* **WHAT TO WORK ON**
After finding the line with "column 890, row 39" in the data below, set down exactly each line through the one with "column 457, row 598", inclusive, and stop there.

* **MATERIAL PROVIDED**
══════════

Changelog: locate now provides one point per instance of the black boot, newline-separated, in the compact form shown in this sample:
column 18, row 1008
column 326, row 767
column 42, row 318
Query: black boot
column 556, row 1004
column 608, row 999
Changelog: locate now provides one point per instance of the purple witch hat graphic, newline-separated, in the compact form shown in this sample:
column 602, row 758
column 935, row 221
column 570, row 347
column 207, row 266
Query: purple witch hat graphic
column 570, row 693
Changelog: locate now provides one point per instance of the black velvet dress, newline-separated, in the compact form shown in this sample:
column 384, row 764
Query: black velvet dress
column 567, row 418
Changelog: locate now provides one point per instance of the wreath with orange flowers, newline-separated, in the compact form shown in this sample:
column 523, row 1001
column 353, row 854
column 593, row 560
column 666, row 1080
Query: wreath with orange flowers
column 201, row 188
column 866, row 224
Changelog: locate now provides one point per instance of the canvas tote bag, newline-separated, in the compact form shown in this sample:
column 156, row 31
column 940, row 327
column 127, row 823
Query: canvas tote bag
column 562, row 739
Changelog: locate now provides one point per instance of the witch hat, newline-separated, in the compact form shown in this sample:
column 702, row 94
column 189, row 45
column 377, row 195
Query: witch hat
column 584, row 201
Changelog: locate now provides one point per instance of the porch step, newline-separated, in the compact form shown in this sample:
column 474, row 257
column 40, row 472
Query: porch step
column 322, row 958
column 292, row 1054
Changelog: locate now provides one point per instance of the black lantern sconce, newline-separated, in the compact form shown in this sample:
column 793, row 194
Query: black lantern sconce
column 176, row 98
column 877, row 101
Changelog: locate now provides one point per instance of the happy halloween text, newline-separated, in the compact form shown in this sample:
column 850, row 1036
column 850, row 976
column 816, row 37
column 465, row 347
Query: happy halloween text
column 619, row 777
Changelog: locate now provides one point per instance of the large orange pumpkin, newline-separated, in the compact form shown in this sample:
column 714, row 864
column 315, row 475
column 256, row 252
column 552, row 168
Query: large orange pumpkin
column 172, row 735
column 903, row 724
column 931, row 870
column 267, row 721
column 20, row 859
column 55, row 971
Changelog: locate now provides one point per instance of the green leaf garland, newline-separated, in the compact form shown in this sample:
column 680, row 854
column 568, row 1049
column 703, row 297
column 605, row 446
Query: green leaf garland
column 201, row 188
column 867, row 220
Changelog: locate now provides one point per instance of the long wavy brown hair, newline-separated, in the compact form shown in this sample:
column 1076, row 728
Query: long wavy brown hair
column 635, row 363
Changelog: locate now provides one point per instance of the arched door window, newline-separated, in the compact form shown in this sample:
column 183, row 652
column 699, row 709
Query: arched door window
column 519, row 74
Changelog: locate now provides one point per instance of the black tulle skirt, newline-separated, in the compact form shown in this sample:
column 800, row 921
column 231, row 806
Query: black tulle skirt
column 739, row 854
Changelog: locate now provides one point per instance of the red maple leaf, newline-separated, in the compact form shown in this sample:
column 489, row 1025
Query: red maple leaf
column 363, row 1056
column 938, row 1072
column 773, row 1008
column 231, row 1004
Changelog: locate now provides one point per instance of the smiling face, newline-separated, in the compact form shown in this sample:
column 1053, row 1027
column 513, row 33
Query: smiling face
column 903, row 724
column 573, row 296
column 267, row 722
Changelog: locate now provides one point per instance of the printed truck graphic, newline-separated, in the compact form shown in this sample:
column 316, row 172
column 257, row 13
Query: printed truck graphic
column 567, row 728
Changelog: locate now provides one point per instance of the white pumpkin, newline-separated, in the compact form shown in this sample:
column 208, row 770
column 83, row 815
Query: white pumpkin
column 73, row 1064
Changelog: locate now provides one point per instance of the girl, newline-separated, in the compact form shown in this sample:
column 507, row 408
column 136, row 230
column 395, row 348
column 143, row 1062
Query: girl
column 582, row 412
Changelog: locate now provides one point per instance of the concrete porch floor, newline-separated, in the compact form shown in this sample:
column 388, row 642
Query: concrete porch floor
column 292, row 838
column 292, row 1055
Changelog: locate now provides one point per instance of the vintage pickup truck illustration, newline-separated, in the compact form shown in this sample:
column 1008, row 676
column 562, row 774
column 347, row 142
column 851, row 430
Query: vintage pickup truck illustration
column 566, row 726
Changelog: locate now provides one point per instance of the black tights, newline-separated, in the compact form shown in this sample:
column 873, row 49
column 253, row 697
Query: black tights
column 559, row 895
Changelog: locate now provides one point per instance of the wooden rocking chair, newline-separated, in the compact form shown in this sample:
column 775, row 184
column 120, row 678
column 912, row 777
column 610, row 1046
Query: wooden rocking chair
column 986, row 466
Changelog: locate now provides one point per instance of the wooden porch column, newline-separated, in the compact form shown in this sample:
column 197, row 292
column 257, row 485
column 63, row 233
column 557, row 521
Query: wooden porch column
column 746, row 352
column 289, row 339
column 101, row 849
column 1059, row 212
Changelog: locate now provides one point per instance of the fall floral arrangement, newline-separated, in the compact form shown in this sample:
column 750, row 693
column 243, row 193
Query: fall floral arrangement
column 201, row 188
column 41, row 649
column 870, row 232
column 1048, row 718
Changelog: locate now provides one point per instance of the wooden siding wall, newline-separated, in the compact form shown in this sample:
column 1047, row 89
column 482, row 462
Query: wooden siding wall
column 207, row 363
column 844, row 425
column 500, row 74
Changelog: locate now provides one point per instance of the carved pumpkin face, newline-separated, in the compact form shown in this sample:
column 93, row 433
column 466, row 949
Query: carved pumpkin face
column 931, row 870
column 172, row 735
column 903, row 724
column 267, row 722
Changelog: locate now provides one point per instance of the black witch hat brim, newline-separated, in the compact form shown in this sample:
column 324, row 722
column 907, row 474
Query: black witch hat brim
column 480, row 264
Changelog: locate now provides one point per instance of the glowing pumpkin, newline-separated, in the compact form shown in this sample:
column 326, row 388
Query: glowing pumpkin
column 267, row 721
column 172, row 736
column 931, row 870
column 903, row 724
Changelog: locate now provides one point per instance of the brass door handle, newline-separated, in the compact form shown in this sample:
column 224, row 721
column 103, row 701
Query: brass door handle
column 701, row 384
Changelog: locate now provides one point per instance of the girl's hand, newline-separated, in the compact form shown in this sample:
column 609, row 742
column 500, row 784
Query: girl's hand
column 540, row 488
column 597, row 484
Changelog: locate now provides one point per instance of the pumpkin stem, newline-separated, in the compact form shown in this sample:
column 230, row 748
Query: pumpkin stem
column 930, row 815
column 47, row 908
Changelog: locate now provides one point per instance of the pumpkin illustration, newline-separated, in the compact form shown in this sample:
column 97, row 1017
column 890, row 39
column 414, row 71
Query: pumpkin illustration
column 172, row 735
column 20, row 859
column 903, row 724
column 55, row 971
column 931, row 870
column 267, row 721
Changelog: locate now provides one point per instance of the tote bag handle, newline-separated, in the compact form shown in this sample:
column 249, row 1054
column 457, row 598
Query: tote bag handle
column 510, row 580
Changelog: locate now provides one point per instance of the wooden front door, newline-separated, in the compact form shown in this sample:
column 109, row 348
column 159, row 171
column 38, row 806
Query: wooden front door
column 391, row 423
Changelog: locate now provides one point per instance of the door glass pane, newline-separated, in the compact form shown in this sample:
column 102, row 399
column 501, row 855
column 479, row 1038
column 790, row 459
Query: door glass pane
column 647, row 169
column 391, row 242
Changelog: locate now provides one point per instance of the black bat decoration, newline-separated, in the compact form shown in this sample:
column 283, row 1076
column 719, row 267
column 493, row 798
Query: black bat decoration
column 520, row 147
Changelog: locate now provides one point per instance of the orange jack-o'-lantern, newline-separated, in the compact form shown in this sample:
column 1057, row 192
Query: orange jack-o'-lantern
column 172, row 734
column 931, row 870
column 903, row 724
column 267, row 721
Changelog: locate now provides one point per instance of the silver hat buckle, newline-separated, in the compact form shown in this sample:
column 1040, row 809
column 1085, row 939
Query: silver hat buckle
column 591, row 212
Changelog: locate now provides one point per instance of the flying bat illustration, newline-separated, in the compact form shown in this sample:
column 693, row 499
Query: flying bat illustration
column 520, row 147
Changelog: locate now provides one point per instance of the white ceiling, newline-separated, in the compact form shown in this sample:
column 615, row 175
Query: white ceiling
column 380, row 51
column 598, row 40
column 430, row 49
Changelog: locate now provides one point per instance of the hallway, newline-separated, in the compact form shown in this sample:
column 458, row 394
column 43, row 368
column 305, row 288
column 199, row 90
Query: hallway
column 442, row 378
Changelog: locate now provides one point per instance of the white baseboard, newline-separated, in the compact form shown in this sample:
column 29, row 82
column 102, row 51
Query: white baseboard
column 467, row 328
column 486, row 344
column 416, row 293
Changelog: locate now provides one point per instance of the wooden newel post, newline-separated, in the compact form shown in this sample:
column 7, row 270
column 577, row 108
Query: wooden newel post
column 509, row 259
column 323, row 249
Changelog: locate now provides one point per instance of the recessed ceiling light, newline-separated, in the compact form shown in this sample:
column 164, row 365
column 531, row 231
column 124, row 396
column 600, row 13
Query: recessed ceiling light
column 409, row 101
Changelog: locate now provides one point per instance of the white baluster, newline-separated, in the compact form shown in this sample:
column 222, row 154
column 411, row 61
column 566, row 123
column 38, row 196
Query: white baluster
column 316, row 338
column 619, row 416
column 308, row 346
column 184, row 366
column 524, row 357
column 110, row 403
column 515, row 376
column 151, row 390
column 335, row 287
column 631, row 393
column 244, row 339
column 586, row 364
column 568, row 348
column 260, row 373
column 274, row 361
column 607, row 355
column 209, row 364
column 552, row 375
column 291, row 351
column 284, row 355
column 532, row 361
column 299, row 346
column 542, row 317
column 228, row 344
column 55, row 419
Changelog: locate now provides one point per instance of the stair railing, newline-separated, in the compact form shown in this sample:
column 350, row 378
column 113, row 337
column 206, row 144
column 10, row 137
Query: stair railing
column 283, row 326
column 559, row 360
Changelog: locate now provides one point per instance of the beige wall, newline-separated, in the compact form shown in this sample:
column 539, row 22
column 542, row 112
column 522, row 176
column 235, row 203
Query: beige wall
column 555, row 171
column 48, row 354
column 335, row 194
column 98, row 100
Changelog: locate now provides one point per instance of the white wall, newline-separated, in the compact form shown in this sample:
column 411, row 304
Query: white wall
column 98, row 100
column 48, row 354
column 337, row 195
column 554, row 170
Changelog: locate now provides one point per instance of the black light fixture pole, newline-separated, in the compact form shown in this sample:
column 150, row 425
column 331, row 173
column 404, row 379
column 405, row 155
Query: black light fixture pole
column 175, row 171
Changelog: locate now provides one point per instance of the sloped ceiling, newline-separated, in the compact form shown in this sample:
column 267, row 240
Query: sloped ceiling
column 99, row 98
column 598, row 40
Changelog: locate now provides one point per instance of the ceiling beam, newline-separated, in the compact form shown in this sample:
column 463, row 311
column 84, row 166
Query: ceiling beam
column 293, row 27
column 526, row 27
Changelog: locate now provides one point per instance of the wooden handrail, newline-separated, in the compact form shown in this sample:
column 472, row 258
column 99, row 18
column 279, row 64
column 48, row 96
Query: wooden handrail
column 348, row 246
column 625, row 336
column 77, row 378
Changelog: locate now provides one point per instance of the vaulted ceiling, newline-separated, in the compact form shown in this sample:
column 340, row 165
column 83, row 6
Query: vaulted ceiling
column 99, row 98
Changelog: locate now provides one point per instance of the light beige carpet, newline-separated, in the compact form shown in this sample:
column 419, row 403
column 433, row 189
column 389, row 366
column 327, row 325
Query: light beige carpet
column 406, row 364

══════════

* **RESULT FOR THIS EXERCISE**
column 890, row 39
column 414, row 71
Query: pumpkin illustration
column 172, row 735
column 20, row 859
column 903, row 724
column 55, row 971
column 931, row 870
column 267, row 721
Changelog: locate now provides one point per instance of the tote bag handle, newline-separated, in the compact form shown in this sample:
column 249, row 1054
column 457, row 598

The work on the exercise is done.